Text for analysis:
--------------------------------
Fixed - Backup Drive appear as RAW



by CM Lim
May 26, 2018


BACKUP DRIVE STOP WORKING, WHY?

On the 1st of May 2018 (Labour day ), my backup drive (USB 2TB external) decided not to be recognized by my desktop PC for no apparent reason, not dead but just refused to show its content or existence no matter how many times I try reconnecting it. In the Windows Disk Management screen, all known storage were shown as "NTFS" format, the malfunctioned backup drive was shown as "RAW" - thanks for the holiday surprise.



SEARCH FOR SILVER BULLET

What followed were frenzied search on the net for solution and easily anyone can google a few pages of people in the same plight or a slew of websites providing recovery solution pertaining to sudden failure of this nature, I didn't know it is such a commonplace. From here one can realize how much faith to really put into any of these flash memory drive or HDD for backup, including the much touted SSD. The verdict is, no one can assure the durability much less the reliability of these drive, only the paranoid survive, have a backup of the backup.



WHAT CAUSED THE FLIP TO RAW

Until than, I was quite sure the damage was on "File table", what ever they call it, it is a directory on the disk for the OS (operating system, in my case, Windows 10) to locate files, and something on this directory is corrupted or damaged, so the OS conveniently designate it as "RAW" partition.
--------------------------------
Listed records:
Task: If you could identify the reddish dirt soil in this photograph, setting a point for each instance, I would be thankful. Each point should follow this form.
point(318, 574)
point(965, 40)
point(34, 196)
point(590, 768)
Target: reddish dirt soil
--------------------------------
Work instructions:
• 1. Set down, word for word, the stretch of the backup drive post from "BACKUP DRIVE STOP" through "the holiday surprise.".
• 2. According to the backup drive post, why did Windows show the malfunctioning drive as a "RAW" partition?
• 3. In the backup drive post, what kind of drive stopped being recognized, and what was its capacity?

Solution list:
• 1.
BACKUP DRIVE STOP WORKING, WHY?

On the 1st of May 2018 (Labour day ), my backup drive (USB 2TB external) decided not to be recognized by my desktop PC for no apparent reason, not dead but just refused to show its content or existence no matter how many times I try reconnecting it. In the Windows Disk Management screen, all known storage were shown as "NTFS" format, the malfunctioned backup drive was shown as "RAW" - thanks for the holiday surprise.

• 2. The author believed the damage was to the file table, a directory on the disk that the operating system uses to locate files. Because something on that directory was corrupted or damaged, the OS designated the partition as "RAW."

• 3. It was a 2TB USB external drive.